→ **EXTRACTED TEXT**:
--*--

Tanzania’s Main Opposition Party Leader, Mbowe Arrested

Tanzania Chadema party chairman Freeman Mbowe (C) arrives at the party’s headquarters after being released from Segerea prison in Dar es Salaam, Tanzania, on March 13, 2020. – Chadema party, the main opposition movement challenging Tanzania’s powerful ruling CCM party, paid his fine of 70 million Tanzanian Shillings (about 30,400 USD) which collected by online fund-raising. A court in Tanzania on March 10, 2020, ordered a group of opposition lawmakers and other co-accused to pay a fine or serve five months prison on charges related to a banned demonstration. (Photo by Ericky BONIPHACE / AFP)

The leader of Tanzania’s main opposition party Chadema and other members have been arrested ahead of a planned conference to demand constitutional reforms, the party said.

Freeman Mbowe and 10 Chadema members were rounded up in the dead of night in the northwestern port city of Mwanza.

According to the statement released by the party, it said “…we condemn the repression of the rights of Tanzanians with the strongest force. These are signs that the dictatorship that existed during the rule of President John Magufuli continues.”

“Freeman Mbowe was accosted by an army of police officers in his hotel when he arrived at 02:30 am and was arrested together with other leaders,” it added.

While the other Chadema members were taken to the Mwanza police station, there was no information about Mbowe’s whereabouts.

“We want the police to come out and say where the chairman is and why he was arrested,” Chadema said.

The arrests come four months after Tanzania’s first female President Samia Suluhu Hassan took office in March following the sudden death of her predecessor Magufuli.

There have been high hopes that Hassan would usher in a change from the autocratic rule of her predecessor, who was nicknamed the “Bulldozer” for his uncompromising leadership style.

Mbowe had affirmed to go ahead with a meeting on constitutional reforms despite Mwanza provincial authorities banning public gatherings to contain the spread of coronavirus.

In a video published on his Twitter page on Monday, he said “…we cannot continue with the old order.”

“We have the right to meet but are arrested, beaten, accused, and taken to court for two to three years and then freed.”

“If they want to arrest all members of the Chadema party, let them first expand the jails because we are all ready to be arrested and will not request bail.”

In April, Hassan had reached out to the opposition and vowed to defend democracy and basic freedoms in the East African country, which had seen a slide into autocratic rule under her predecessor.

--*--

→ **EXTRACTED INFORMATION**:
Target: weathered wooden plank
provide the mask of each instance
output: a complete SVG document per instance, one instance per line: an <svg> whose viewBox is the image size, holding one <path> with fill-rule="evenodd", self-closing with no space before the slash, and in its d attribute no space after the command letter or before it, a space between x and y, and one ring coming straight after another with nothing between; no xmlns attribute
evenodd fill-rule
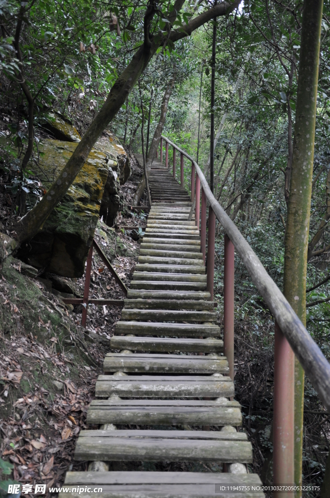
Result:
<svg viewBox="0 0 330 498"><path fill-rule="evenodd" d="M113 394L124 397L231 397L234 388L230 377L99 375L95 395L108 397Z"/></svg>
<svg viewBox="0 0 330 498"><path fill-rule="evenodd" d="M116 334L136 334L140 336L167 336L184 337L219 337L218 325L206 324L165 323L162 322L125 321L116 324Z"/></svg>
<svg viewBox="0 0 330 498"><path fill-rule="evenodd" d="M112 438L101 435L82 437L81 432L76 446L75 459L250 463L252 448L250 443L246 441L135 438L133 436Z"/></svg>
<svg viewBox="0 0 330 498"><path fill-rule="evenodd" d="M129 289L127 297L130 299L202 299L209 300L211 294L208 292L202 291L180 291L173 290L133 290Z"/></svg>
<svg viewBox="0 0 330 498"><path fill-rule="evenodd" d="M191 253L197 253L196 255L194 257L199 257L199 255L200 253L200 246L184 246L183 245L180 246L176 246L175 245L172 245L168 244L168 241L167 241L167 244L150 244L147 243L143 242L140 246L140 249L152 249L154 250L165 250L165 251L176 251L177 253L180 253L181 252L189 252ZM202 256L203 255L202 255Z"/></svg>
<svg viewBox="0 0 330 498"><path fill-rule="evenodd" d="M217 304L213 301L184 299L125 299L125 309L209 310L212 311Z"/></svg>
<svg viewBox="0 0 330 498"><path fill-rule="evenodd" d="M242 425L241 410L224 406L96 406L87 412L87 424Z"/></svg>
<svg viewBox="0 0 330 498"><path fill-rule="evenodd" d="M132 280L131 289L144 289L146 290L166 289L173 290L203 290L206 288L206 282L193 283L189 282L153 282L148 280Z"/></svg>
<svg viewBox="0 0 330 498"><path fill-rule="evenodd" d="M179 355L167 355L165 358L149 355L144 358L142 355L107 355L103 362L104 372L119 371L135 373L157 374L229 374L227 358L219 359L200 356L197 360L194 356L182 357Z"/></svg>
<svg viewBox="0 0 330 498"><path fill-rule="evenodd" d="M173 273L171 272L138 271L133 273L133 280L166 280L169 282L206 282L206 275L200 273Z"/></svg>
<svg viewBox="0 0 330 498"><path fill-rule="evenodd" d="M148 263L137 263L135 265L137 271L149 271L160 273L193 273L205 275L205 267L204 266L192 266L188 265L157 264Z"/></svg>
<svg viewBox="0 0 330 498"><path fill-rule="evenodd" d="M216 353L223 351L223 341L219 339L182 339L159 337L130 337L112 336L113 349L133 351L180 351L182 353Z"/></svg>
<svg viewBox="0 0 330 498"><path fill-rule="evenodd" d="M162 250L162 249L145 249L143 248L140 249L140 256L154 256L158 257L178 257L185 258L189 259L203 259L203 254L201 252L197 252L196 251L193 252L184 251Z"/></svg>
<svg viewBox="0 0 330 498"><path fill-rule="evenodd" d="M156 322L216 322L217 314L211 311L178 310L126 309L122 311L123 320L151 320Z"/></svg>
<svg viewBox="0 0 330 498"><path fill-rule="evenodd" d="M139 263L148 264L170 264L171 266L178 265L181 266L204 267L204 261L203 259L192 259L191 258L162 257L159 256L147 256L142 255L139 256L138 262Z"/></svg>

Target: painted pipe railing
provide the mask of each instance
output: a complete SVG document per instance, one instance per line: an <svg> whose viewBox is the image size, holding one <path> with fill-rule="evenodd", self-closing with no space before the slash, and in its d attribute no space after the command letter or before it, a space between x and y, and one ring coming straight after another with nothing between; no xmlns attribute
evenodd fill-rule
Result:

--*--

→ **DIRECTIONS**:
- a) Please transcribe the Mbowe arrest article between "Tanzania Chadema party" and "the party said.", inclusive.
- b) According to the Mbowe arrest article, in which city were Mbowe and the 10 Chadema members rounded up?
The items have no connection to the Mbowe arrest article.

→ **RESULTS**:
- a)
Tanzania Chadema party chairman Freeman Mbowe (C) arrives at the party’s headquarters after being released from Segerea prison in Dar es Salaam, Tanzania, on March 13, 2020. – Chadema party, the main opposition movement challenging Tanzania’s powerful ruling CCM party, paid his fine of 70 million Tanzanian Shillings (about 30,400 USD) which collected by online fund-raising. A court in Tanzania on March 10, 2020, ordered a group of opposition lawmakers and other co-accused to pay a fine or serve five months prison on charges related to a banned demonstration. (Photo by Ericky BONIPHACE / AFP)

The leader of Tanzania’s main opposition party Chadema and other members have been arrested ahead of a planned conference to demand constitutional reforms, the party said.

- b) The northwestern port city of Mwanza.